**Data to process**
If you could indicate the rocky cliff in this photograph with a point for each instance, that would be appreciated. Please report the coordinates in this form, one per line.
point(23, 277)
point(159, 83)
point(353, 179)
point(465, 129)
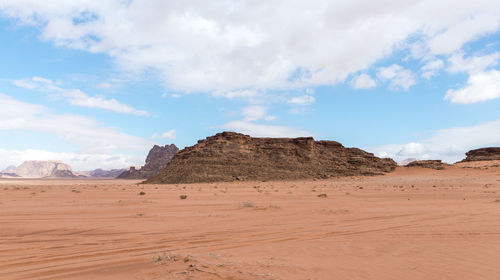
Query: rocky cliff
point(230, 156)
point(433, 164)
point(157, 159)
point(491, 153)
point(44, 169)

**Problem to work on**
Where a line contains "point(159, 83)", begin there and set down exactly each line through the end of the data above, omitting any pictures.

**Problem solution**
point(159, 83)
point(353, 179)
point(465, 129)
Query: rocky cliff
point(230, 156)
point(433, 164)
point(157, 159)
point(491, 153)
point(44, 169)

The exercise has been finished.